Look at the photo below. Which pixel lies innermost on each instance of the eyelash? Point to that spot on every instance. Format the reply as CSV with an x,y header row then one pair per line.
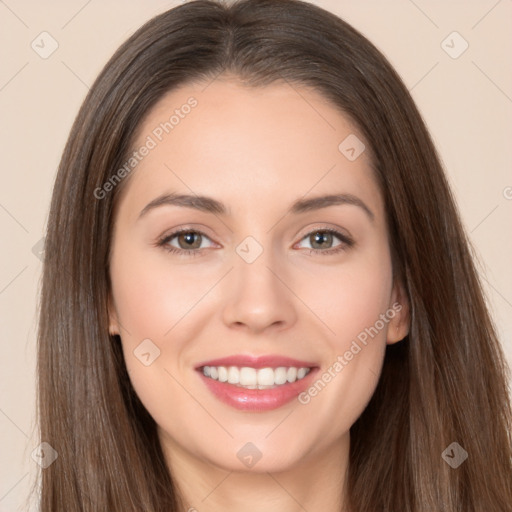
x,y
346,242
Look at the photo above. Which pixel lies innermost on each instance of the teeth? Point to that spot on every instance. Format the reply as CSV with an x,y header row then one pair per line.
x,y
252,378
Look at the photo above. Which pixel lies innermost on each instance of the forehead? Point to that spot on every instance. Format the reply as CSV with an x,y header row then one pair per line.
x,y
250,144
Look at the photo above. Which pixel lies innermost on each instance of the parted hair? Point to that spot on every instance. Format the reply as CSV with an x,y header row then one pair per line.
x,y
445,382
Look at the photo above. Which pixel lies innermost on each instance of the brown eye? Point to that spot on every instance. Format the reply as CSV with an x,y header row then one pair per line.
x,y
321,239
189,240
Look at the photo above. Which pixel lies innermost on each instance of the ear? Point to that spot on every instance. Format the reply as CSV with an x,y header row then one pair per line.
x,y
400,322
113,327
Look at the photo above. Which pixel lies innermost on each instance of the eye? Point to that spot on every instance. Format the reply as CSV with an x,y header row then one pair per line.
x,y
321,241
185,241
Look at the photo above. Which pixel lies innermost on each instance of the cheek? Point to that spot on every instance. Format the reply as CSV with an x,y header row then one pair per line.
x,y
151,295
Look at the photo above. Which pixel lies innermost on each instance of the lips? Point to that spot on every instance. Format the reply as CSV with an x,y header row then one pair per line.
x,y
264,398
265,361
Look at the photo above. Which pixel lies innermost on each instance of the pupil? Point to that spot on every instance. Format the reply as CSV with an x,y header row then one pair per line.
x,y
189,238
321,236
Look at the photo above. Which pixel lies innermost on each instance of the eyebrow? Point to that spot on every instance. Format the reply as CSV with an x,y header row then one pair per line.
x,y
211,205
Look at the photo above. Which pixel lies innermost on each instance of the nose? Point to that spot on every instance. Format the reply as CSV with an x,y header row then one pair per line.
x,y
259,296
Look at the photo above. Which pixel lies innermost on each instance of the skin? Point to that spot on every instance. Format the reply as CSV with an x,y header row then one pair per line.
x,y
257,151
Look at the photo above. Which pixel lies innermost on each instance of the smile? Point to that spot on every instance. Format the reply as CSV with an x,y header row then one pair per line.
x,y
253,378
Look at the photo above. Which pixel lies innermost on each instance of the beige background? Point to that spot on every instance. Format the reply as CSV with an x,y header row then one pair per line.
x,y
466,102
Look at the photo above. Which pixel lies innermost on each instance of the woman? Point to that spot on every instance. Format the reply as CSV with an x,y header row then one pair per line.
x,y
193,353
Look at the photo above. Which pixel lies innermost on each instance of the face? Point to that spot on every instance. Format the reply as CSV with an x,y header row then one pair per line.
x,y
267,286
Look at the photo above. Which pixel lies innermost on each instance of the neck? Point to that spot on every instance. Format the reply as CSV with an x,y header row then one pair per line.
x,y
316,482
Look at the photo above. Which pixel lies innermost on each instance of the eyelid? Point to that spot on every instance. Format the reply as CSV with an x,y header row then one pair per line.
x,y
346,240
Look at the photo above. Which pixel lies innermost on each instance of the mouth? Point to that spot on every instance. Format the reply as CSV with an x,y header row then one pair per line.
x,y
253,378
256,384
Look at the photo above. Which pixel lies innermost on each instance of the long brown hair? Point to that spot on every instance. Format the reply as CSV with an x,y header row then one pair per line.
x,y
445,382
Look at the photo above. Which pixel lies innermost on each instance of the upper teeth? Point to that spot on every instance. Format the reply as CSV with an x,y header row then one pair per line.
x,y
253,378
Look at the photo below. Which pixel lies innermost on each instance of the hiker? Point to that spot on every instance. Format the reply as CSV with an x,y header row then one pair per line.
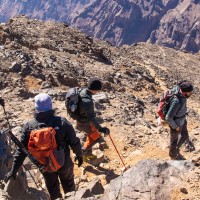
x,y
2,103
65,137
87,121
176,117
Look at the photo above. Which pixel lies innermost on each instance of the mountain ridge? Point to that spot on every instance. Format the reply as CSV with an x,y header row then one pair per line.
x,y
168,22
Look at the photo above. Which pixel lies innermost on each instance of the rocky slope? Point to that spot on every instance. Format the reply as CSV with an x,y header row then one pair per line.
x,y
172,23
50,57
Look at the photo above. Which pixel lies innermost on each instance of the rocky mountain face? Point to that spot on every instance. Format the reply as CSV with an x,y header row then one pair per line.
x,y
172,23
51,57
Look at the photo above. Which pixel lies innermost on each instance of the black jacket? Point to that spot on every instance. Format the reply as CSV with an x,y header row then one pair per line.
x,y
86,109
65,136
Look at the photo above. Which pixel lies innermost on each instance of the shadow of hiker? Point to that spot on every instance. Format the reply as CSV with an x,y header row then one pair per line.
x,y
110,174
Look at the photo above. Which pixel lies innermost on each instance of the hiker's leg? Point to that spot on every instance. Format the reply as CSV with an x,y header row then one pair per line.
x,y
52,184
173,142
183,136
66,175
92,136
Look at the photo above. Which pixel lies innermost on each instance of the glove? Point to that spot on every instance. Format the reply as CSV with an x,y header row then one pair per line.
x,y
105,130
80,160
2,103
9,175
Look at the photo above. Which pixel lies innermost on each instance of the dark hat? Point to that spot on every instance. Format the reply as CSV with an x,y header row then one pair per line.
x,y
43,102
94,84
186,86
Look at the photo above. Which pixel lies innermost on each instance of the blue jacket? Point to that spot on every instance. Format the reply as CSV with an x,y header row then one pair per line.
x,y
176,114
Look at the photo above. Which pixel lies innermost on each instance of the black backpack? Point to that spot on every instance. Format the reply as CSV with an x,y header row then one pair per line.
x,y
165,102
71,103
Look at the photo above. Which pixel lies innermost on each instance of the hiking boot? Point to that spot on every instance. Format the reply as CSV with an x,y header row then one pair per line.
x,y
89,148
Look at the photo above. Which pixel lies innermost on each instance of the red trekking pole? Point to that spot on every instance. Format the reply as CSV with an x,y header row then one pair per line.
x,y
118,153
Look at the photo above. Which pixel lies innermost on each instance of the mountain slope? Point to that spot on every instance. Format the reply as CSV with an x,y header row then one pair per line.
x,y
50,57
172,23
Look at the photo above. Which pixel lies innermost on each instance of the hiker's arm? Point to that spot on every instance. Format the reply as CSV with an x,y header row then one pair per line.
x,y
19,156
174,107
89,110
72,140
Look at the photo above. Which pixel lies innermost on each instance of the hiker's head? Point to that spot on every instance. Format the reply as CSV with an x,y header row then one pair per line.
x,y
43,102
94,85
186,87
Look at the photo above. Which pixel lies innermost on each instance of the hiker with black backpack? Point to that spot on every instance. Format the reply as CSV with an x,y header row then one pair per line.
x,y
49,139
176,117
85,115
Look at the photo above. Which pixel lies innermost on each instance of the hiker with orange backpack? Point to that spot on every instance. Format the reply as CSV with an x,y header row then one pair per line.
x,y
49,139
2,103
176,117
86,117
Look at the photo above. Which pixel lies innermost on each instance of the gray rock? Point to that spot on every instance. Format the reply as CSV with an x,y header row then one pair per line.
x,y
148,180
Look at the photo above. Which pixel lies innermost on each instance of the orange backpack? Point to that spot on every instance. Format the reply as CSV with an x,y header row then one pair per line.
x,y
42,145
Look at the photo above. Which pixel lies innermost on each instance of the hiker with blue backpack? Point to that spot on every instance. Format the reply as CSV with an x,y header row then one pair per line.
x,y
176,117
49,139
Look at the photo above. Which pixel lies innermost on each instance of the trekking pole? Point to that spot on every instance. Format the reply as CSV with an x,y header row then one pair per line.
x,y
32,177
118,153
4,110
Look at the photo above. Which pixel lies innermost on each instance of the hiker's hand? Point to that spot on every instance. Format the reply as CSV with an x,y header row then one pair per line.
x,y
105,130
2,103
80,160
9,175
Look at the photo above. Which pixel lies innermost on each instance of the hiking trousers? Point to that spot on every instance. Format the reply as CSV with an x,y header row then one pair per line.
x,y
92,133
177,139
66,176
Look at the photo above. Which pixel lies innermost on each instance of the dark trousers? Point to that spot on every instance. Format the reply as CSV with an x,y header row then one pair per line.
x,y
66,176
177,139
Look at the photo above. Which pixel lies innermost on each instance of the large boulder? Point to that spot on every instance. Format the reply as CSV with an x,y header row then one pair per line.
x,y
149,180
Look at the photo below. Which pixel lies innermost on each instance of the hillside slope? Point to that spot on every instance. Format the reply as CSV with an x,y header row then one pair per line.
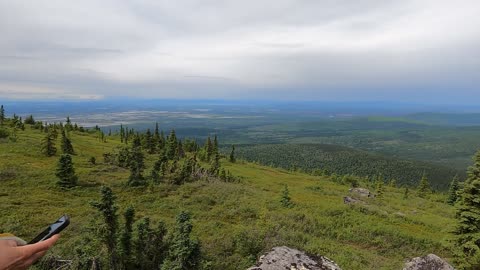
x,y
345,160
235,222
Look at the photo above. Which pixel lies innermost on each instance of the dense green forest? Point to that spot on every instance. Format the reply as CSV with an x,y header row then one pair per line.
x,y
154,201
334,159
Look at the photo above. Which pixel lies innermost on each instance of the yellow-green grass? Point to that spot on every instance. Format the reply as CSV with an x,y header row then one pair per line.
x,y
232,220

● Exercise objective
The copy should hold exactly the lines from the line containing "the hiking trousers?" through the end of the data, both ends included, and no pictures.

● Solution to this exercise
Look at the photo above. Which pixel lies innermost on each instance of the hiking trousers? Point to that spot on every instance. Format the reply as CSV with an x,y header row then one pair per line.
x,y
92,133
177,139
66,176
Look at the photo above. Which pixel lies innermost on each instance of the dark trousers? Point to that spot on every instance. Format the reply as CSV with an x,y header row then one pair per line.
x,y
66,176
177,139
Look at the photo above. Which pixel lies innermost on each instance of the large boulder? Point to that spot on every instance. Format the reply as CSV with an x,y header row then one pair per line.
x,y
149,180
Look at the photo below. Which pixel lies innermost on each instance of the hillside slope? Point to that spot on every instance. Format the reply as CSV with an x,y header row then one pair per line.
x,y
345,160
235,222
Look at the photo above. Which pixel lies innermost on each instance of the dense green forest? Point to that spot on every instance. Format the reply as CSV with an x,y header row then one pair per line.
x,y
154,201
334,159
Look at the photo above. Which pixel lies innermost on each instance of the yellow-green grass? Point to that spot on every instance. Format the reply as CSV with an x,y header row then one pair per line.
x,y
232,220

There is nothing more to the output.